# SOURCE PASSAGE:
────────────────────────────────────────
The rallying flag is the explicit purpose of the tribe. It’s usually a belief, event, or activity that get people with that specific pre-existing difference together and excited. Often it brings previously latent differences into sharp relief. People meet around the rallying flag, encounter each other, and say “You seem like a kindred soul!” or “I thought I was the only one!” Usually it suggests some course of action, which provides the tribe with a purpose. For atheists, the rallying flag is not believing in God. Somebody says “Hey, I don’t believe in God, if you also don’t believe in God come over here and we’ll hang out together and talk about how much religious people suck.” All the atheists go over by the rallying flag and get very excited about meeting each other. It starts with “Wow, you hate church too?”, moves on to “Really, you also like science fiction?”, and ends up at “Wow, you have the same undefinable habits of thought that I do!”
Development is all of the processes by which the fledgling tribe gains its own culture and history. It’s a turning-inward and strengthening-of-walls, which transforms it from ‘A Group Of People Who Do Not Believe In God And Happen To Be In The Same Place’ to ‘The Atheist Tribe’. For example, atheists have symbols like that ‘A’ inside an atom. They have jokes and mascots like Russell’s Teapot and the Invisible Pink Unicorn. They have their own set of heroes, both mythologized past heroes like Galileo and controversial-but-undeniably-important modern heroes like Richard Dawkins and Daniel Dennett. They have celebrities like P.Z. Myers and Hemant Mehta. They have universally-agreed-upon villains to be booed and hated, like televangelists or the Westboro Baptist Church. They have grievances, like all the times that atheists have been fired or picked on by religious people, and all the laws about pledging allegiance to one nation under God and so on. They have stereotypes about themselves – intelligent, helpful, passionate – and stereotypes about their outgroups – deluded, ignorant, bigoted.
Dissolution is optional. The point of the previous three steps is to build a “wall” between the tribe and the outside, a series of systematic differences that let everybody know which side they’re on. If a tribe was never really that different from the surrounding population, stops caring that much about its rallying flag, and doesn’t develop enough culture, then the wall fails and the members disperse into the surrounding population. The classic example is the assimilation of immigrant groups like Irish-Americans, but history is littered with failed communes, cults, and political movements. Atheism hasn’t quite dissolved yet, but occasionally you see hints of the process. A lot of the comments around “Atheism Plus” centered around this idea of “Okay, talking about how there’s no God all the time has gotten boring, plus nobody interesting believes in God anymore anyway, so let’s become about social justice instead”. The parts of atheism who went along with that message mostly dissolved into the broader social justice community – there are a host of nominally atheist blogs that haven’t talked about anything except social justice in months. Other fragments of the atheist community dissolved into transhumanism, or libertarianism, or any of a number of other things. Although there’s still an atheist community, it no longer seems quite as vibrant and cohesive as it used to be.
We can check this four-stage model by applying it to the Sunni and Shia and seeing if it sticks.
────────────────────────────────────────
# PROBLEM STATEMENT:
In the passage on how tribes form, what is the classic example of dissolution?
────────────────────────────────────────
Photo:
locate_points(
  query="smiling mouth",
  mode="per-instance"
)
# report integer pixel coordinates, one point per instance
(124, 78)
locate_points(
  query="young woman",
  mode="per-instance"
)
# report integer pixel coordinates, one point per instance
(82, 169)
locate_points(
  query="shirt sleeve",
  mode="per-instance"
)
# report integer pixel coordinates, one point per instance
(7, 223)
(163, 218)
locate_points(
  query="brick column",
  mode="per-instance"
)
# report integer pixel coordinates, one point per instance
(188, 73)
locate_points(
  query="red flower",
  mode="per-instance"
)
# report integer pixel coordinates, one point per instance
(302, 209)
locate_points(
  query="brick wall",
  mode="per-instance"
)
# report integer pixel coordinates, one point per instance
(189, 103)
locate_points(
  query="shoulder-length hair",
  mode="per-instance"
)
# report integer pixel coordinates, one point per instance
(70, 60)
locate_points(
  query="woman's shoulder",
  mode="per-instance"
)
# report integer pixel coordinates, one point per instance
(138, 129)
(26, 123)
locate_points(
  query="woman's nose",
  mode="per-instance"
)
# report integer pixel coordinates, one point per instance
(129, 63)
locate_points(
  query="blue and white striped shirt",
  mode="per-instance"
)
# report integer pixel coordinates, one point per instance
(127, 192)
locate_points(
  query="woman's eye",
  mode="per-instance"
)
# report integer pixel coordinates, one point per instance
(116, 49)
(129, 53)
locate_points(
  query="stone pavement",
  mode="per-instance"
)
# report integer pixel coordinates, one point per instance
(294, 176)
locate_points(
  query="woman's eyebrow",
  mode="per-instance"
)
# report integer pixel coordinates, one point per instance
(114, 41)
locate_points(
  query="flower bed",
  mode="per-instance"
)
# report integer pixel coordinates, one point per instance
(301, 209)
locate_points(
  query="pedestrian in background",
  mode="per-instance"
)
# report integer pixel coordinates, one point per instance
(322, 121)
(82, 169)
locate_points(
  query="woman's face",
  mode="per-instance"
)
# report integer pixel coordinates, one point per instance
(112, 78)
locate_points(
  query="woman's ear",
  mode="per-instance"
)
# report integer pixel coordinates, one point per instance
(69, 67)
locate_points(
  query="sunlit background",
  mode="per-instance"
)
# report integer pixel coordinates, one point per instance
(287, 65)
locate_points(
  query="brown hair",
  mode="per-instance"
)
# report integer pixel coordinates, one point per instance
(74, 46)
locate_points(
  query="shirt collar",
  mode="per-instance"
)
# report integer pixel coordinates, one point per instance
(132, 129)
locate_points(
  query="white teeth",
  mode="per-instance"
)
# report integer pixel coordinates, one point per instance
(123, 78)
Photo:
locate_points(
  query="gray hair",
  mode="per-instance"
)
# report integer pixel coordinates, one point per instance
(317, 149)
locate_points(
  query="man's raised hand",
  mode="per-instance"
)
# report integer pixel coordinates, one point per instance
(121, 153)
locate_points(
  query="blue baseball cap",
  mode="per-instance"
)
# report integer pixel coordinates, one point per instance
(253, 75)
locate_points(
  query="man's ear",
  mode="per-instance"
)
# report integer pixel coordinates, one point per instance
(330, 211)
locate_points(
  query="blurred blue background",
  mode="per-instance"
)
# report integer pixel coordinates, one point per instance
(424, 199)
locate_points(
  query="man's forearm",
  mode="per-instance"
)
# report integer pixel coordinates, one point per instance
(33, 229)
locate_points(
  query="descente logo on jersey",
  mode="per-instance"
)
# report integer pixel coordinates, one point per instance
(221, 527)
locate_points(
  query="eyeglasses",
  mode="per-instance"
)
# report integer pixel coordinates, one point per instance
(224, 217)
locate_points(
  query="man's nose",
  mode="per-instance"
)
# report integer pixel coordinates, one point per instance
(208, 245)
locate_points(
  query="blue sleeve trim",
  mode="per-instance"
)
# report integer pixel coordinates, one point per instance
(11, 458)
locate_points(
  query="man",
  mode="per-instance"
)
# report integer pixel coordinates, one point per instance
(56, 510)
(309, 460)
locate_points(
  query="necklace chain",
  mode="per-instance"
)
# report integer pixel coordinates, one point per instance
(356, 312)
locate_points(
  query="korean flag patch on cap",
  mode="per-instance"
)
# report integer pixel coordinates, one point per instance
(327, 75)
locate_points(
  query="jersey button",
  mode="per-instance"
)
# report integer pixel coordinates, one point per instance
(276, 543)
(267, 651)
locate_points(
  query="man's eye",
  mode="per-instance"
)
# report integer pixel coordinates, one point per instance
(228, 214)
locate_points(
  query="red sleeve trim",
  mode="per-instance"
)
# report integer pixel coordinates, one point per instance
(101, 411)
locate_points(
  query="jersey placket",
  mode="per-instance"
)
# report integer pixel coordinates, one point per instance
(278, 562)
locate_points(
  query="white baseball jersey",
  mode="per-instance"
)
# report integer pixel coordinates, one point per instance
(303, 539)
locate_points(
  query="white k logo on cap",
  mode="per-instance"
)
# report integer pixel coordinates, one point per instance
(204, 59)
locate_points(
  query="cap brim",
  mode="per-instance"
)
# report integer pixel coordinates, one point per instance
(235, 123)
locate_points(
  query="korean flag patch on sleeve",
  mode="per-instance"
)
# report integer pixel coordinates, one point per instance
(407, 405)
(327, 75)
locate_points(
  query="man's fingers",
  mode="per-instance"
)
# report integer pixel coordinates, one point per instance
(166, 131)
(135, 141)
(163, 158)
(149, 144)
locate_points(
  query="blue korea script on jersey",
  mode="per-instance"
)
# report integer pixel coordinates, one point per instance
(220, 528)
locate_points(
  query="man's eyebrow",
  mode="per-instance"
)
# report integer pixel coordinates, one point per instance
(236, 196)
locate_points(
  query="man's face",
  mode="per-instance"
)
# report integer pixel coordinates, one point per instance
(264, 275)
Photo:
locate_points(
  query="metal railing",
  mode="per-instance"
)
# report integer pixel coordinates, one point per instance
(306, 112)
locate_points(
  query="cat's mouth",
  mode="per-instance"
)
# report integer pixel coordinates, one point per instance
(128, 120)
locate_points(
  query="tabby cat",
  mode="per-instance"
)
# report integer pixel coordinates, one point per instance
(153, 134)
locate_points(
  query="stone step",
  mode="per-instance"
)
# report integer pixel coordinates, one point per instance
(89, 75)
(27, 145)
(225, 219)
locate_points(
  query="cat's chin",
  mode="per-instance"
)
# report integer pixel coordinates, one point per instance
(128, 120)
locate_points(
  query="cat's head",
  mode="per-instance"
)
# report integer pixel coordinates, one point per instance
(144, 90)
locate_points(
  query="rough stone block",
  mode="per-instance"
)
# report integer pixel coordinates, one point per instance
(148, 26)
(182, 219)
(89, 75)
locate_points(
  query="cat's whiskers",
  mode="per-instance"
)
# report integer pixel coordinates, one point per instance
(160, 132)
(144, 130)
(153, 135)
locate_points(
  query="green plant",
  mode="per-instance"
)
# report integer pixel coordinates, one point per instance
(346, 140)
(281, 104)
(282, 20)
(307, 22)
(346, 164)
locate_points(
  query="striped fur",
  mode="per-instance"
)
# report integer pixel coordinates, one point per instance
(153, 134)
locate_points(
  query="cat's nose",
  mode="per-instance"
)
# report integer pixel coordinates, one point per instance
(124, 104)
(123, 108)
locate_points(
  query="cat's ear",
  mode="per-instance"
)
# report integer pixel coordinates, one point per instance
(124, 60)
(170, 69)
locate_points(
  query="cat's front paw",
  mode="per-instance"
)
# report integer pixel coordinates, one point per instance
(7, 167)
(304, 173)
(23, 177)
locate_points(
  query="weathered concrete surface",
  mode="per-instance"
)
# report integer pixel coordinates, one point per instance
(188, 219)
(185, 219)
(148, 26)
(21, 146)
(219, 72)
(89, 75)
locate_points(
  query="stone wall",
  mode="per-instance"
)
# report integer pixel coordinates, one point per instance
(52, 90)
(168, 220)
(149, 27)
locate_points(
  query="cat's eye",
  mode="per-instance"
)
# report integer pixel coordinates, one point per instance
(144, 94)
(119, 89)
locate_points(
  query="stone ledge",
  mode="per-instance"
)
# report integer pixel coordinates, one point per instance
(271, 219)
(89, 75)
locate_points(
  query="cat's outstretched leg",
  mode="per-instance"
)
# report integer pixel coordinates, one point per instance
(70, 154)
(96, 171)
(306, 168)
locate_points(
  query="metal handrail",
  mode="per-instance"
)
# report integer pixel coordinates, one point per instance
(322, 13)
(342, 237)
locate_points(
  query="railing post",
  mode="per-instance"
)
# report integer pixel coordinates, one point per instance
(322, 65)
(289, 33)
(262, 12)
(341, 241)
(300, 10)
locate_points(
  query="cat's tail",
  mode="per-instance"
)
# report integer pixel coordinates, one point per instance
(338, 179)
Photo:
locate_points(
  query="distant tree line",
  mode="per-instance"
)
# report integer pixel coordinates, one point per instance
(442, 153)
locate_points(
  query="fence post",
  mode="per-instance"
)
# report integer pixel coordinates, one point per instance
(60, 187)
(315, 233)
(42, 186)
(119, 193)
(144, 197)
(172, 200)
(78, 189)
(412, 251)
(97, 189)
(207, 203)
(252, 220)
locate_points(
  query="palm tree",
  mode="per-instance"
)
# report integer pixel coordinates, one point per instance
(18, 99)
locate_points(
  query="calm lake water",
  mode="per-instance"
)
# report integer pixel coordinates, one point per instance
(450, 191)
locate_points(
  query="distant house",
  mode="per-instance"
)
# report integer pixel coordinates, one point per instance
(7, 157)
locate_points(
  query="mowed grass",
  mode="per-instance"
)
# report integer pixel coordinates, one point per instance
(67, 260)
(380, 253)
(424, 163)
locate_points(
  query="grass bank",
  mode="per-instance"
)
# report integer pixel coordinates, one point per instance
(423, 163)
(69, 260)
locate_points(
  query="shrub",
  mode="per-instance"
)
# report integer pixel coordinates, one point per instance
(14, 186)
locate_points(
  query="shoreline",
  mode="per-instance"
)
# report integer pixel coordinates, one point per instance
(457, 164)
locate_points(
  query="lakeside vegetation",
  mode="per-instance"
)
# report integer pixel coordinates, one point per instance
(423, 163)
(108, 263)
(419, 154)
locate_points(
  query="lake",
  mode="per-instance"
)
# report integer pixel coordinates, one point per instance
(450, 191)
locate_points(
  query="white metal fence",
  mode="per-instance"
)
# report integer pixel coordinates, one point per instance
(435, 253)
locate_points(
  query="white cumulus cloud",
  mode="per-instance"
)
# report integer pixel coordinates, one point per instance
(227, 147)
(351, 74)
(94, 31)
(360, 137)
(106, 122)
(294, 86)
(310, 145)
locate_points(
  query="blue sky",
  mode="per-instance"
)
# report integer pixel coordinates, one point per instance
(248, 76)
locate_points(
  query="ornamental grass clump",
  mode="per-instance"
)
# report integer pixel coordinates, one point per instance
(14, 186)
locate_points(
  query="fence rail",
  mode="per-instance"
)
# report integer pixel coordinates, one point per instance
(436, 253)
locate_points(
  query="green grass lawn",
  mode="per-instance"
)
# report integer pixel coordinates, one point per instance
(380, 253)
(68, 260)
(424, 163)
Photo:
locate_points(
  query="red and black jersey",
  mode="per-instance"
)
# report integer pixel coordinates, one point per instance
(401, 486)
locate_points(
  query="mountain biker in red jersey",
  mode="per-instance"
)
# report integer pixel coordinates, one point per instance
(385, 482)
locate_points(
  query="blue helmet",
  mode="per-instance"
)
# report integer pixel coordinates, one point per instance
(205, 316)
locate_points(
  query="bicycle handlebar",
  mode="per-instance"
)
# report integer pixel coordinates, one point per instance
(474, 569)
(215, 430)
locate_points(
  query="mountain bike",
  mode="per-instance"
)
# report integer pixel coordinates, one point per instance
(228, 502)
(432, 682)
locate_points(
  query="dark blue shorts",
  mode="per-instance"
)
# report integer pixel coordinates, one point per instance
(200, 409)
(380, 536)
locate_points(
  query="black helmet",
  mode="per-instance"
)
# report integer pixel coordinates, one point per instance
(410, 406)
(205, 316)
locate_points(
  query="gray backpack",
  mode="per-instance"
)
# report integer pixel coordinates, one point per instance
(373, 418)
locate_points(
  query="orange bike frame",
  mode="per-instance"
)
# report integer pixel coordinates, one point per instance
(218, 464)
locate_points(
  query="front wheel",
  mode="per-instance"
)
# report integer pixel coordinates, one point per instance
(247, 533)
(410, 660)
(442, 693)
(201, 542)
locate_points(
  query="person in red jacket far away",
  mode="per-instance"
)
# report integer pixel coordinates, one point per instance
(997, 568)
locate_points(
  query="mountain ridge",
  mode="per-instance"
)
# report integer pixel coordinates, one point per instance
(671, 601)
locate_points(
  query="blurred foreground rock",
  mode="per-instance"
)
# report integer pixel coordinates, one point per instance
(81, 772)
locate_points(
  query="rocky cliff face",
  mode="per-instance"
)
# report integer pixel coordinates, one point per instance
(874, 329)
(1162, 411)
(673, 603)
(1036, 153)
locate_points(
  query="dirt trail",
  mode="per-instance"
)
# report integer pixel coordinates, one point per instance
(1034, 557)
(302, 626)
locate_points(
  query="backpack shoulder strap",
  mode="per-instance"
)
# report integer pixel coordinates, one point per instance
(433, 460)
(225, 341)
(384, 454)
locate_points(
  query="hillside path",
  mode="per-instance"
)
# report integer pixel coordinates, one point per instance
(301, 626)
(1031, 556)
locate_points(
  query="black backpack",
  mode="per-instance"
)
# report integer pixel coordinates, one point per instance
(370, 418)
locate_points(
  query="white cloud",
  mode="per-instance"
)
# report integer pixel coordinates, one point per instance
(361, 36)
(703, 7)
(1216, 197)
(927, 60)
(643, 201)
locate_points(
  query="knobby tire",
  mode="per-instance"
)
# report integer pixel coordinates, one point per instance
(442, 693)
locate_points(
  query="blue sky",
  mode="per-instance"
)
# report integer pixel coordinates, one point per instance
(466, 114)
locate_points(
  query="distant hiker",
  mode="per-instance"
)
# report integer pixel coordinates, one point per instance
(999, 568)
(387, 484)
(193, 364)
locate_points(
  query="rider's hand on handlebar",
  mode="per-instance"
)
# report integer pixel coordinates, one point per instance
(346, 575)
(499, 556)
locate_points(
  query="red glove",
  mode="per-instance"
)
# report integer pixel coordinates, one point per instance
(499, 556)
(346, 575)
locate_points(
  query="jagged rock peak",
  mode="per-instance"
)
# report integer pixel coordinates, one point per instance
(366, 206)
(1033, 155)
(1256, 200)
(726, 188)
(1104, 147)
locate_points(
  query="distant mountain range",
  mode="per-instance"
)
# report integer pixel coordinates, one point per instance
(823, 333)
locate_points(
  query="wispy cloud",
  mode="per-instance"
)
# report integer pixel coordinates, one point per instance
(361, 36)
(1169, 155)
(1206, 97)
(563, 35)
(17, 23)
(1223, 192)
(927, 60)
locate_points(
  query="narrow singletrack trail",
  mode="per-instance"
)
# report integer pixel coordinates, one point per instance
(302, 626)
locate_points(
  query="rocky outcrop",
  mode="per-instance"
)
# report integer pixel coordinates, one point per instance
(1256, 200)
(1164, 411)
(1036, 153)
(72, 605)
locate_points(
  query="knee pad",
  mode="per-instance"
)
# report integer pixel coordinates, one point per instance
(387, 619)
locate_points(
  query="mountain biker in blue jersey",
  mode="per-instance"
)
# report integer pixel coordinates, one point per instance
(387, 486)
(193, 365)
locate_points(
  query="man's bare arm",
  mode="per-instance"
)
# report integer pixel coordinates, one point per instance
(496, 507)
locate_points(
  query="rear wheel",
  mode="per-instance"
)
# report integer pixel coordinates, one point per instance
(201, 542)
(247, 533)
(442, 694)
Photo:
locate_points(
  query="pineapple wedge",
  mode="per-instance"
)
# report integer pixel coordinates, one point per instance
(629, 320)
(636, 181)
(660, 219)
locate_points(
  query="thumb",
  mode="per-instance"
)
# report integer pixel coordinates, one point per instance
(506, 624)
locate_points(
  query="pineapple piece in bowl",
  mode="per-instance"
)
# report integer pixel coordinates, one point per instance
────────────────────────────────────────
# EXERCISE SOLUTION:
The assimilation of immigrant groups like Irish-Americans.